- Exercise prompt
Please write out the rows again, starting at the first one and ending at the line that contains "361;0;438;54", keeping the requests and multiplying every bounding-box coordinate in the answers by 0.45, rounded to whole numbers with halves going up. Leave the numbers in the requests and their format samples unchanged.

(Records)
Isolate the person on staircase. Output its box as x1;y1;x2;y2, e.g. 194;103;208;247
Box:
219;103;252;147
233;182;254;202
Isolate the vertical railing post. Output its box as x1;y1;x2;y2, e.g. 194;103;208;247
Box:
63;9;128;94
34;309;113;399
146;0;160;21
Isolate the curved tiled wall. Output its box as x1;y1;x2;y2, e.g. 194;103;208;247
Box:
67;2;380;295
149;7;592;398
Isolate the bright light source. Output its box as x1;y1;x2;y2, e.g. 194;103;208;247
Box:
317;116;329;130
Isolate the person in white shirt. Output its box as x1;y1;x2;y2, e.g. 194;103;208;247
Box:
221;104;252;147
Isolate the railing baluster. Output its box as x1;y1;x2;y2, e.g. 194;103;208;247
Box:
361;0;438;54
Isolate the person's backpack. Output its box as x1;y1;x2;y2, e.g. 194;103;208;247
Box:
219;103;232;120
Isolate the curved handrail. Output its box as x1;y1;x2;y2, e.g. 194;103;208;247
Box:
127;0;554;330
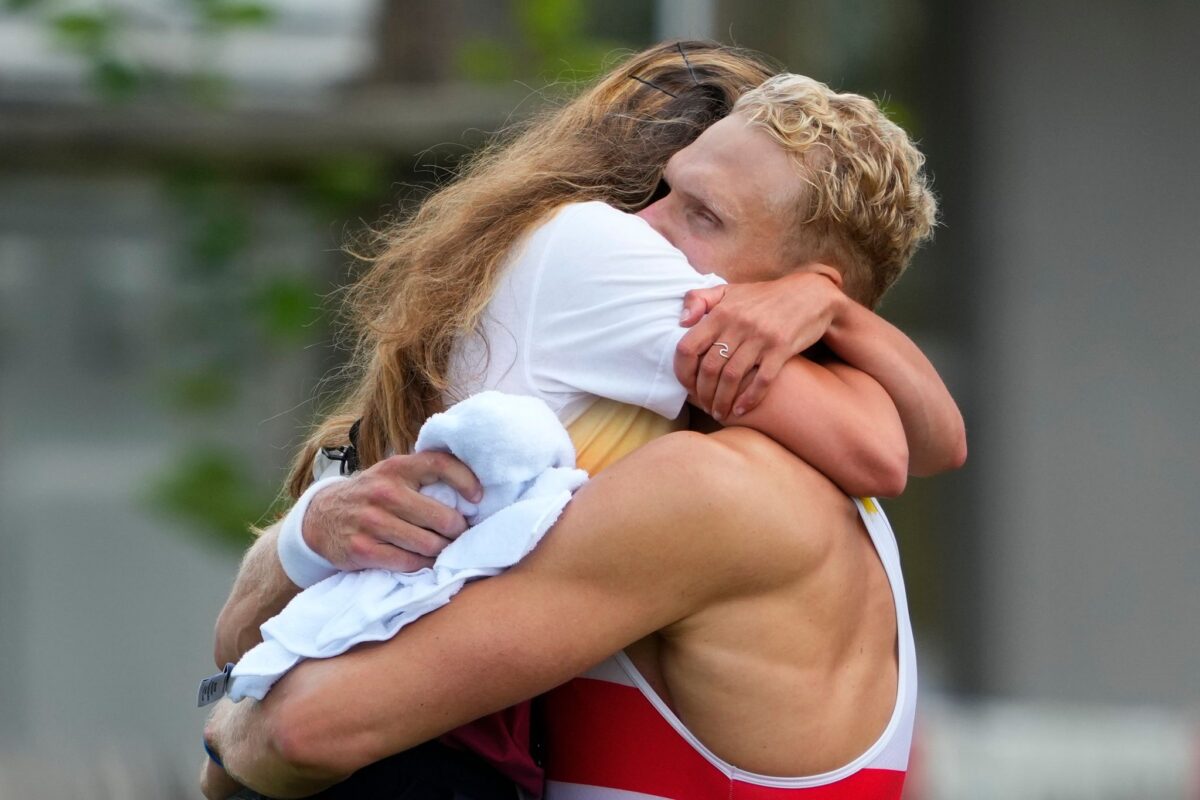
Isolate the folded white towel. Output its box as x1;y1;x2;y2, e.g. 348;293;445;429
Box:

- Solution to the problem
Isolate the person on staircase. Output its box as x1;y1;x2;y2, e.g. 194;103;208;247
Box:
99;46;113;66
105;82;114;91
Isolate the vertical railing post. Output its box as x1;y1;x2;y2, e.g. 194;103;208;247
Box:
28;4;58;42
15;139;51;180
66;0;72;9
Isolate the curved tiled wall. Output its box as x1;y1;x2;y2, e.g. 194;103;208;247
Box:
30;1;171;133
67;3;266;179
Isolate the bright light source. Output its box as x1;y1;x2;y2, e.g. 194;103;208;247
Box:
143;52;148;59
Isolate the person in white shirt. Output its box as x1;y1;x2;y2, e.g. 194;103;208;247
Box:
99;47;113;66
Isolate the railing baluster. Output its box as x1;y1;x2;y2, e.g. 194;103;208;247
Box:
162;0;197;24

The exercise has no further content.